## Exercise goal
How would the passage below about SEH and Practice Based Commissioning continue? Write the next part, picking up after its final sentence.

## Excerpt

--------------------------------

A developing area of activity for SEH is Practice Based Commissioning (PBC). Introduced in 2005, PBC is an opportunity for GP practices to take over from primary care trusts in commissioning services for their patients. Each commissioning GP practice is allocated and becomes accountable for an indicative budget, based on the needs of its patient population, by the local PCT. Developing care pathways that provide high quality, community based and more cost effective services enable PBC groups to make savings that can be invested in other services.



Early on, GP practices saw the value of grouping together and pooling their PBC budgets to develop care services and fund the necessary management support. SEH saw an opportunity to offer expertise in this area and, in 2006, set up a PBC management service. This offers GP groups the opportunity to employ a professional support team, with additional back office functions of HR, IT and finance provided at SEH headquarters.



Between them, SEH’s four PBC managers now support five of the six PBC groups in NHS West Kent. The team of Bianca Hardy, formerly a primary care development manager at West Kent PCT, and Sue Stanbridge, previously the general manager of medicine at Maidstone and Tunbridge Wells NHS Trust, manage four groups of practices, with Amanda Sadler providing administrative support. A second PBC team looks after practices in Dartford. The groups managed by Sue and Bianca are Tonbridge and Tunbridge Wells (17 practices), Weald (11 practices), Invicta (18 practices) and Sevenoaks (six practices).

--------------------------------

[Collection entries]

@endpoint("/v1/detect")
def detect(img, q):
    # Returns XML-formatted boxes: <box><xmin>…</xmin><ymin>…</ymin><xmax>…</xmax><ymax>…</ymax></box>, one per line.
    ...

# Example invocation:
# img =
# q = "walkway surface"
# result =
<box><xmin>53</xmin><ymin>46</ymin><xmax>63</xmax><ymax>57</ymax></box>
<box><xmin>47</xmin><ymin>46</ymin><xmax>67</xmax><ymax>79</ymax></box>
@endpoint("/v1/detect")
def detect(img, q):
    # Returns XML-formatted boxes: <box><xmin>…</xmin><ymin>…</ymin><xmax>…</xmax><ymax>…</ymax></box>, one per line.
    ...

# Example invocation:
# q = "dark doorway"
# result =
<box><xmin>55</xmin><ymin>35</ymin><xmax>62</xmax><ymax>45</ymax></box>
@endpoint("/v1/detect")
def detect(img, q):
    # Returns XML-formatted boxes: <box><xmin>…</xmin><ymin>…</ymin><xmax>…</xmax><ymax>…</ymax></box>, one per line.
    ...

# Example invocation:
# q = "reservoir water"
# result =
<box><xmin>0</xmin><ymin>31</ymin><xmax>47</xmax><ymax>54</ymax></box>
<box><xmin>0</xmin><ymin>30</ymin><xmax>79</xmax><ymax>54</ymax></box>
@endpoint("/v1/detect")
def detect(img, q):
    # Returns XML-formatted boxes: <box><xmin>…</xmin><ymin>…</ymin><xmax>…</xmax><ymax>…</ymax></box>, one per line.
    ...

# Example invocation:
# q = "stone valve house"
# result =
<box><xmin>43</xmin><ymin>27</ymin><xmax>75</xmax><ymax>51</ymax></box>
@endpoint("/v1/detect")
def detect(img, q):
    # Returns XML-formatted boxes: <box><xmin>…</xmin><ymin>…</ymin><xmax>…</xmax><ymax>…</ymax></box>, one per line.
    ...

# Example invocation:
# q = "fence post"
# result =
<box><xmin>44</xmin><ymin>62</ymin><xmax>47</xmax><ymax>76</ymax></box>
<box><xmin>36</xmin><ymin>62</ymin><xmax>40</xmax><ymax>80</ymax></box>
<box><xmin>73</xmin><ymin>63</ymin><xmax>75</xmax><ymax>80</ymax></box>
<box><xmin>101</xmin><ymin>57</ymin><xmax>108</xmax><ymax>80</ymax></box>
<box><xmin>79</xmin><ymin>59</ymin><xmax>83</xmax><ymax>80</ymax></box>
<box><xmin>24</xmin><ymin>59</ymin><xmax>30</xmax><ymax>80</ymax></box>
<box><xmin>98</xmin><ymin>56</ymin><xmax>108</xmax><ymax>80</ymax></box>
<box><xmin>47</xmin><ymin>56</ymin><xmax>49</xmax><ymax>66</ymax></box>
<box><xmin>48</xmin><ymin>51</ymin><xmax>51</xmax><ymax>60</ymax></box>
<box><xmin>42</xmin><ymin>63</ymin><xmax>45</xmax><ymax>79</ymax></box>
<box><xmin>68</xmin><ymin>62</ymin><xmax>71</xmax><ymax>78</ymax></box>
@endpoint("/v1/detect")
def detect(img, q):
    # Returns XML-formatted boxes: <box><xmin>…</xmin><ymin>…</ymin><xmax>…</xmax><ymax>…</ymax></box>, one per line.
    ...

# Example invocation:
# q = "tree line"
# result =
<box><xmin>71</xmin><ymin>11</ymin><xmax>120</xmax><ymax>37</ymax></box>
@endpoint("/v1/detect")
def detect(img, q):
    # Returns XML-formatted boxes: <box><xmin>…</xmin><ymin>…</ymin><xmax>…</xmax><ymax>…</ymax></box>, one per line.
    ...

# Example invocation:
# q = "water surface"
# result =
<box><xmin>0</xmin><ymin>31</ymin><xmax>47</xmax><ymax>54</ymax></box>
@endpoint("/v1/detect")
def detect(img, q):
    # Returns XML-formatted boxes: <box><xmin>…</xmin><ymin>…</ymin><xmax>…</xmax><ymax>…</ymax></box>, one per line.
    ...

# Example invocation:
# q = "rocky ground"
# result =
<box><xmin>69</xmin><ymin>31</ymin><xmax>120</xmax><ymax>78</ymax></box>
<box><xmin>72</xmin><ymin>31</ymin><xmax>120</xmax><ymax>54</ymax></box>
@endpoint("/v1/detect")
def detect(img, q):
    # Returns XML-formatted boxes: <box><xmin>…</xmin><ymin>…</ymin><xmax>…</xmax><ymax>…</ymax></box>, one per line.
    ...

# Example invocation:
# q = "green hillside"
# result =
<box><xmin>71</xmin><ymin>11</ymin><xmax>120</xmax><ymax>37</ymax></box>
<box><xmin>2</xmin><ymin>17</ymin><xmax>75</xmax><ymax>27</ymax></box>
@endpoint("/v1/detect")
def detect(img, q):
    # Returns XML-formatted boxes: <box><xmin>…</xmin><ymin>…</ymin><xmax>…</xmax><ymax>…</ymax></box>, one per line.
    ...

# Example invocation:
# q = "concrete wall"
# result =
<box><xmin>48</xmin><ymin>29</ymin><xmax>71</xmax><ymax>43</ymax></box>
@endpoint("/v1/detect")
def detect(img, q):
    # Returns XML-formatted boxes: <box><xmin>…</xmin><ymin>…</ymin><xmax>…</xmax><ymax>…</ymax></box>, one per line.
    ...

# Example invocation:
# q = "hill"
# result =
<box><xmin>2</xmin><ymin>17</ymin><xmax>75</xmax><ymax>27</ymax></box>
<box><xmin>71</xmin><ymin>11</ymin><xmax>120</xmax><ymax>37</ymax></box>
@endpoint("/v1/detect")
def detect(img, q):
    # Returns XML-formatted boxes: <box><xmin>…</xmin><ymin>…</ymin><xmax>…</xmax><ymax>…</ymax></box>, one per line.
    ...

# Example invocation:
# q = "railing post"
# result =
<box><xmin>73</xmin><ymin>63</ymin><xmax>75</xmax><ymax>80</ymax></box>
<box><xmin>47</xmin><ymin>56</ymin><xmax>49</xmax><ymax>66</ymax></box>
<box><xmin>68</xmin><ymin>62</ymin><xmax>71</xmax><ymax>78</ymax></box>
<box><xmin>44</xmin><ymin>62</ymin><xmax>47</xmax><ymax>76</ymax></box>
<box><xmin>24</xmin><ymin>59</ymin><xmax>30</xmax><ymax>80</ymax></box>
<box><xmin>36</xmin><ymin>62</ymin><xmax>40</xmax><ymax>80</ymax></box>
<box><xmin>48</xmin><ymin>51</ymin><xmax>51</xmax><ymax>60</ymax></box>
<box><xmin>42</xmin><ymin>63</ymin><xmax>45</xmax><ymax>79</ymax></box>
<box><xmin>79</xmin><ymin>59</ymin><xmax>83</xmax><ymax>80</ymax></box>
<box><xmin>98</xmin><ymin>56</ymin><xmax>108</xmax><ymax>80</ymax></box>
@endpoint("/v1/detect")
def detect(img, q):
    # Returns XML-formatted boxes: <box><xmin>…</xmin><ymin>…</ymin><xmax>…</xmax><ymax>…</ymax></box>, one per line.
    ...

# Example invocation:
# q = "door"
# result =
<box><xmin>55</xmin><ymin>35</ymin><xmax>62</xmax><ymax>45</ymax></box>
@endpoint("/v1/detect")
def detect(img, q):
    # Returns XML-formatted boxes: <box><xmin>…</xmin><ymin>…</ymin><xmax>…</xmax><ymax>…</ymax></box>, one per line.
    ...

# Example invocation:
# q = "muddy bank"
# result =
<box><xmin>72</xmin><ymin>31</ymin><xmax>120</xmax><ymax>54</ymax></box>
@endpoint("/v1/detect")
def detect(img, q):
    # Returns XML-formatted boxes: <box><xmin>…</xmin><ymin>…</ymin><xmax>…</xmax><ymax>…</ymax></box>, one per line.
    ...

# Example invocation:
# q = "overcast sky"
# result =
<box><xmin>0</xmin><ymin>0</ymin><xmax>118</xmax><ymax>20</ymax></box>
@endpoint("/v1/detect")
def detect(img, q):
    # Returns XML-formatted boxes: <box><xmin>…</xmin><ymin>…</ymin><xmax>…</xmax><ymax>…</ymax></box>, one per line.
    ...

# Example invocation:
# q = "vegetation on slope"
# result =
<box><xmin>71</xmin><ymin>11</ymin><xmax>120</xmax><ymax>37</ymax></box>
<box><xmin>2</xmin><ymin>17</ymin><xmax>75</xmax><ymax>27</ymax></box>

--------------------------------

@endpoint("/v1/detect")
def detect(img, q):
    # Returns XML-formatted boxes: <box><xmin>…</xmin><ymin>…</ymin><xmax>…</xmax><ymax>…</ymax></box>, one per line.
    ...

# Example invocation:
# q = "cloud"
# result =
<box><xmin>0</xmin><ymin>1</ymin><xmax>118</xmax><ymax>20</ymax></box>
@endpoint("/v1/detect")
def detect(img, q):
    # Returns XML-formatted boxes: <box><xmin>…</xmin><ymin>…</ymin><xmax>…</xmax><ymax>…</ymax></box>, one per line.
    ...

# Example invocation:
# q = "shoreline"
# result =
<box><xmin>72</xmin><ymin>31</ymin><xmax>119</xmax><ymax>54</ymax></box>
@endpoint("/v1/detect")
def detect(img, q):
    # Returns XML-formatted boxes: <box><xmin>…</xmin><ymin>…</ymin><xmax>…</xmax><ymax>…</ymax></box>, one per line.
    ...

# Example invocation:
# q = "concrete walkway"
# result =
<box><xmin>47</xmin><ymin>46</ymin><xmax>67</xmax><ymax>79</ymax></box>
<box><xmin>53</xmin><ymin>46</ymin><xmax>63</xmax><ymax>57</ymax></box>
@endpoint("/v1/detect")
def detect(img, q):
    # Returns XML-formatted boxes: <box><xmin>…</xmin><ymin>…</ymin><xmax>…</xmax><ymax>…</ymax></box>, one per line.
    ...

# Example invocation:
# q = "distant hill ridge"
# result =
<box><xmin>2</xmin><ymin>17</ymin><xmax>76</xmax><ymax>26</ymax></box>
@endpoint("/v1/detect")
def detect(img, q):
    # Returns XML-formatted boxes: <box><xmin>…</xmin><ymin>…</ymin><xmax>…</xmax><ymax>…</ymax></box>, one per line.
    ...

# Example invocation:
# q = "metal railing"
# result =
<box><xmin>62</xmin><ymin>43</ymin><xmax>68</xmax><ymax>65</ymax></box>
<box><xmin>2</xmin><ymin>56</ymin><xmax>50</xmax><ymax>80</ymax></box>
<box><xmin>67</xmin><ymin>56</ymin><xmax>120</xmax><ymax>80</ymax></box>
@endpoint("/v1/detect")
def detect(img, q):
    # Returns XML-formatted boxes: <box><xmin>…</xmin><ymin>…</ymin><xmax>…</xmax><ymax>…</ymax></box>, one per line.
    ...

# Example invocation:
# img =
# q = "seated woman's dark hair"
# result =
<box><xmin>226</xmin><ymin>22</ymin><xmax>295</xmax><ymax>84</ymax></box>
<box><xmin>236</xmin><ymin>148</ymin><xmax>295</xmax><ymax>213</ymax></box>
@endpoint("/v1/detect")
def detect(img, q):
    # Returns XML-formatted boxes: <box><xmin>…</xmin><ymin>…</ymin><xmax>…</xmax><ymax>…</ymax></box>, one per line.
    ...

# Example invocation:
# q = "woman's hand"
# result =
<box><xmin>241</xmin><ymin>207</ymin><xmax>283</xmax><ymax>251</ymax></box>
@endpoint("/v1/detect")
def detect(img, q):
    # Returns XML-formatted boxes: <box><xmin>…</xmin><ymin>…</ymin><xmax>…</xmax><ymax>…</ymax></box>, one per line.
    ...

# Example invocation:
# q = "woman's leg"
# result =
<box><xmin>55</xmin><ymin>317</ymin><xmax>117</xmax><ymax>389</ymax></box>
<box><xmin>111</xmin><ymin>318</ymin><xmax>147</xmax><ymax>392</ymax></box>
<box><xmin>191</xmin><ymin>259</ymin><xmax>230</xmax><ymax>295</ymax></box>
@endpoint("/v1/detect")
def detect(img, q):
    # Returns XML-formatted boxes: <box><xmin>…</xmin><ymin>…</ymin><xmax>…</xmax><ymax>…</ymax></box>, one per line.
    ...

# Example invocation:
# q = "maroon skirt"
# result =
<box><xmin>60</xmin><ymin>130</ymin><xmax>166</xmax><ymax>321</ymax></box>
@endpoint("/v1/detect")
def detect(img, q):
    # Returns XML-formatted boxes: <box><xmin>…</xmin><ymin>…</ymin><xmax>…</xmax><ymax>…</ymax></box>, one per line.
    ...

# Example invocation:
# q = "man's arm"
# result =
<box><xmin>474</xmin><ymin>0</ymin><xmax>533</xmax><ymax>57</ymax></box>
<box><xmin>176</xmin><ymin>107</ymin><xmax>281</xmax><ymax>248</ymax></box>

--------------------------------

## Response
“Each group has its own board and chairperson and each has evolved its own philosophy and dynamics,” says Bianca. “What they have in common is the development of care pathways that add quality, capacity and value.  More patients are getting the right treatment more quickly as more spending is shifted towards primary care. This frees up money for investment in additional services.” Less complex cases that might previously have been referred to the acute sector are increasingly being treated by an intermediate tier of GPSIs (GPs with a Special Interest). These doctors – with additional qualifications in areas such as dermatology, cardiology, ENT, rheumatology and ophthalmology – run several specialist clinics a month at community based locations.



Sue and Bianca are continuously working with their GP groups to develop new care pathways. For instance, the Invicta group have developed a back pain pilot that has reversed the trend for back pain patients to be referred directly to orthopaedics. Instead, these patients are now referred firstly to the AMPS (advanced musculo-skeletal practitioner service, aka physiotherapists with additional qualifications). Here, they are either treated or referred on for pain treatment or acute care. In the first three months of the pilot, 45 patients were referred to the AMPS team. Five of these were referred on to the pain clinic, while no patients were referred to orthopaedics. “We are treating patients more quickly, with the result that they are getting better sooner,” says Sue.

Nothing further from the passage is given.